◆ What you are asked to do ◆
Rewrite the piece on marriage pressure starting at "I've seen more" and ending at "insecure and cowardly.", replacing "commitment" with "settling down".

◆ Selected passage ◆
::::
I've seen more than a few times lately, the pressure society puts on others to get married. That because two people have signed a paper, their relationship is more successful, or real than those who haven't. How it's an expected step, and otherwise there's some amount of fear of commitment, or people just being insecure and cowardly.
Now, I've spoken about how I dislike the pressure to ride the relationship and life escalators. How it's ridiculous to expect the exact same timeline out of every human, and for them all to want the same things.
However, the idea that marriage is the only thing that makes a relationship successful, and instantly makes a couple more valid than those who aren't is abhorrent.
I know so many people who got married due to pressure from one side, and then wound up being toxic or abusive. People who did what they thought they were supposed to do because everyone was asking when they would, only to realize they were miserable the entire time as soon as there was legal attachment. Couples who rushed to get married in the excitement of a new relationship, then learned they weren't at all compatible on a personal level.
Successful relationships put the people involved first, and not the title, or concept around how others see it. They take care of themselves, and the other person, built connection, have clear communication, and help the other person grow and find happiness. Even if that results in people growing apart, so long as the initial basis came from a healthy place, that relationship was successful.
Success is coming out of something better than when you went in, in whatever form that takes. Not a piece of paper, some jewelry, or a title.
::::
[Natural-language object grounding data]

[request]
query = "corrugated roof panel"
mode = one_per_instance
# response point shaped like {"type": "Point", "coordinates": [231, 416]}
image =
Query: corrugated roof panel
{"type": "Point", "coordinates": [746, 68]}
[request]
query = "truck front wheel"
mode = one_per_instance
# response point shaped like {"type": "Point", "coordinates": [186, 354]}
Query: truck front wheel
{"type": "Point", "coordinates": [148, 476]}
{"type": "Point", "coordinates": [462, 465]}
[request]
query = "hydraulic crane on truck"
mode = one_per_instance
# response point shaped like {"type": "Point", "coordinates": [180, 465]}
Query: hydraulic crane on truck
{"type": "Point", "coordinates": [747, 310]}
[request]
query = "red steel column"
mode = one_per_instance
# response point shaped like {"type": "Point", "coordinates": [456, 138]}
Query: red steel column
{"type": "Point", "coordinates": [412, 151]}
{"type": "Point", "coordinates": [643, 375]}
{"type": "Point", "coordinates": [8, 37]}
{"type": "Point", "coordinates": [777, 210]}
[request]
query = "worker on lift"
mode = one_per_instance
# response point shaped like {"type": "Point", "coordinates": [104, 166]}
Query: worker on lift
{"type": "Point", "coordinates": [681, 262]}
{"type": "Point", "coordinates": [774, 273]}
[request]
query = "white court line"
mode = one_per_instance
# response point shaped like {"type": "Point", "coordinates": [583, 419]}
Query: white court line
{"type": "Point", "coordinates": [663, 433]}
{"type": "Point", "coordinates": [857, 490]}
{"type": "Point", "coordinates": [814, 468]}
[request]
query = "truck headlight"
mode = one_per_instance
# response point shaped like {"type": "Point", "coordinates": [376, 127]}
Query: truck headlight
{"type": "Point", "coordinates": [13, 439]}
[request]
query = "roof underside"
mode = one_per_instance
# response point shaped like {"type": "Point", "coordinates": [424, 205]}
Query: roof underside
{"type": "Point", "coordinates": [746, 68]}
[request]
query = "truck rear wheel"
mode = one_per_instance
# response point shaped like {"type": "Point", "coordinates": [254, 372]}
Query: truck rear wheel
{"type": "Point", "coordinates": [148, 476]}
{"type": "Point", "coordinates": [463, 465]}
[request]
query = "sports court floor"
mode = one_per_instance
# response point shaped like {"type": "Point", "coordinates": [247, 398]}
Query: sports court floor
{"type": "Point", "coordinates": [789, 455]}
::::
◆ Your response ◆
I've seen more than a few times lately, the pressure society puts on others to get married. That because two people have signed a paper, their relationship is more successful, or real than those who haven't. How it's an expected step, and otherwise there's some amount of fear of settling down, or people just being insecure and cowardly.